Your tasks:
1. In the account of explaining eye physiology, what did the nephew observe about how the two cameras must move?
2. Continue the account of explaining eye physiology, picking up after its final sentence.

My 16-year-old nephew was asked to give a presentation on the physiology of the eye, and sought my help the night before it was due. He had found his textbooks with all their scientific terminology to be more confusing than helpful. Since my nephew is an avid photographer, I hoped that I could use his interest in photography and understanding of how a camera works to make short work of the lesson. Likening the eye to a camera and the retina to photographic film, we drew corollaries between the two types of cameras: man-made and natural. We went on to discuss monocular and binocular vision, this time figuring out that, while both eyes can move independently, the brain works as a computer to fuse images from each eye. Soon, he surprised me with the observation that the cameras have to move in synch (conjugate eye movements) for the computer (brain) to fuse the images. We ended the session by discussing not only diplopia, but blindness and stereoscopic vision as well. I was impressed that he had grasped the concepts with such facility. He went on to ace the assignment.
I would have forgotten about that experience with my nephew, were it not for the fact that my third-year medical students, during a bedside tutorial, also had difficulty grasping the concept of monocular blindness in the patient we were discussing. I tried the same simplified explanation with them and was heartened by the alacrity with which they understood the lesson.

Data excerpts:
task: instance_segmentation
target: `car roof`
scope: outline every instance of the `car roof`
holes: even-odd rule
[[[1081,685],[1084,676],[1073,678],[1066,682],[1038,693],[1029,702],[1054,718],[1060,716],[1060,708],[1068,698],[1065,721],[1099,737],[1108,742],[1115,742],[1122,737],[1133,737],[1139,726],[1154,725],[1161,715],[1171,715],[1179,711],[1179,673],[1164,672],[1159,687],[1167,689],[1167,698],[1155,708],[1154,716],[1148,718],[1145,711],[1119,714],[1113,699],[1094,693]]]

Responses by item number:
1. They have to move in synch (conjugate eye movements) for the brain to fuse the images.

2.
Later, when I was asked to give a lecture on neurologic localization, I again decided to present the material in simple, familiar terms. I highlighted the brain as a computer, and the spinal cord as the conduit, or bunch of wires (nerves), carrying information to computer peripherals (limbs and sense organs). The students were soon able to understand how cutting a single wire (nerve) would only disable one part of the system, whereas damaging the conduit (spinal cord) would cause more widespread effects.
I enhanced my simplified approach to explaining neurologic localization with several video vignettes to further illustrate the concept. This combination proved to be a successful way to reach the students, as they demonstrated by acing the quiz I gave them at the end of the lecture. In their feedback assessments, the students responded very favorably and praised the fact that the lecture dealt with the familiar subject matter of computers.
I have since tried, when possible, to apply this philosophy of using familiar subjects to facilitate understanding and sustain interest, both in small- group sessions as well as in lectures. I have yet to be disappointed with the results.